__EXTRACT__:

______________________________

Scytodes arenacea is a species of spider in the family Scytodidae. It is commonly known as the arid spitting spider and is found in Namibia and South Africa.

==Distribution==
Scytodes arenacea occurs in Namibia and South Africa. In South Africa, it is known only from the Northern Cape, where it has been recorded from localities including Kenhardt, Orange River, Tswalu Game Reserve, Augrabies National Park, Beenbreek, Swartduinkop, Gams, and Benfontein Nature Reserve. The species has a large extent of occurrence and is found at elevations ranging from 635 to 1172 m above sea level.

==Habitat and ecology==
Scytodes arenacea are wandering ground dwellers commonly collected from under stones and in dark places on the soil surface. This species is common in the arid regions of the Northern Cape and has been sampled from the Desert, Succulent and Nama Karoo, and Savanna biomes.

______________________________

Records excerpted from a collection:
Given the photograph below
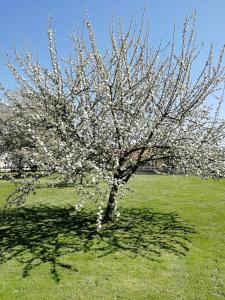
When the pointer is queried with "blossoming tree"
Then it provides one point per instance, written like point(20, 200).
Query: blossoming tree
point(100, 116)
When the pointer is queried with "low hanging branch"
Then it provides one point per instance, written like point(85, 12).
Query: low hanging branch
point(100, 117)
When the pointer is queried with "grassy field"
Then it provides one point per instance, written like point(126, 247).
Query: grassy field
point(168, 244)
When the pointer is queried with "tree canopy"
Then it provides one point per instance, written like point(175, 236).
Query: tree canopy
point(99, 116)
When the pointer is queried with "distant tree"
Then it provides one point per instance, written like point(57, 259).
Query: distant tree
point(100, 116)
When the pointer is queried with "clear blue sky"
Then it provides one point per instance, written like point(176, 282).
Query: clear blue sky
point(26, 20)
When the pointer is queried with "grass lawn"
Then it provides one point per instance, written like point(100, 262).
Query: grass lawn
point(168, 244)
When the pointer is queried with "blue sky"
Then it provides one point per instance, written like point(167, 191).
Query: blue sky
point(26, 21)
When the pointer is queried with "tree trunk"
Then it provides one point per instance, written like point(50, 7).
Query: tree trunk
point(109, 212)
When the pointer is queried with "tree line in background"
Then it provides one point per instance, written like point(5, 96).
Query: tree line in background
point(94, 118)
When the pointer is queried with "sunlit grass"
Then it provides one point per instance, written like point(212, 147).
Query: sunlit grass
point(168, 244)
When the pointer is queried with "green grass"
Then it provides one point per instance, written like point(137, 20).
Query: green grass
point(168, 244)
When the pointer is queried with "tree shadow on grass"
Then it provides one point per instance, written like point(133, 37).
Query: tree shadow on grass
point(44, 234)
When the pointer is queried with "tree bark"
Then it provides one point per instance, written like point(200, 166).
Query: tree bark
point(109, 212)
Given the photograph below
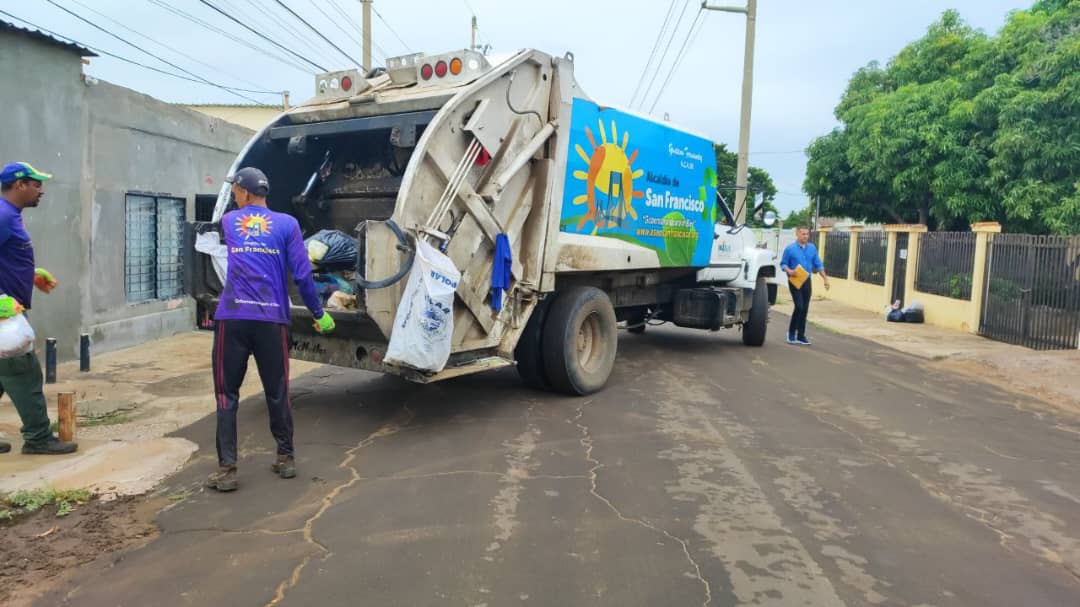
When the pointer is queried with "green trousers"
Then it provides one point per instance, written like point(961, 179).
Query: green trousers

______________________________

__BRIEF 1__:
Reproduce the passage on the arid spitting spider between "Scytodes arenacea is" and "found in Namibia and South Africa.", inclusive.
__BRIEF 2__:
In the passage on the arid spitting spider, what range of elevations is the species found at?
__BRIEF 3__:
Go on with the passage on the arid spitting spider from its last sentence.

__RESPONSE AREA 1__:
Scytodes arenacea is a species of spider in the family Scytodidae. It is commonly known as the arid spitting spider and is found in Namibia and South Africa.

__RESPONSE AREA 2__:
From 635 to 1172 m above sea level.

__RESPONSE AREA 3__:
==Description==

The carapace has three stripes that pass the eyes to the front, with yellow femora having only a few dots forming a feeble distal band. The abdomen has small black spots, and in the female there are horny plates on the ventral surface of the abdomen that are shaped ) ( and are wide apart.

==Conservation==
Scytodes arenacea is listed as Least Concern by the South African National Biodiversity Institute due to its wide geographical range. There are no significant threats to the species. It is protected in several protected areas including Tswalu Game Reserve, Augrabies National Park, and Benfontein Nature Reserve.

==Taxonomy==
The species has not been revised and is known only from the female. The male was described by Purcell in 1908.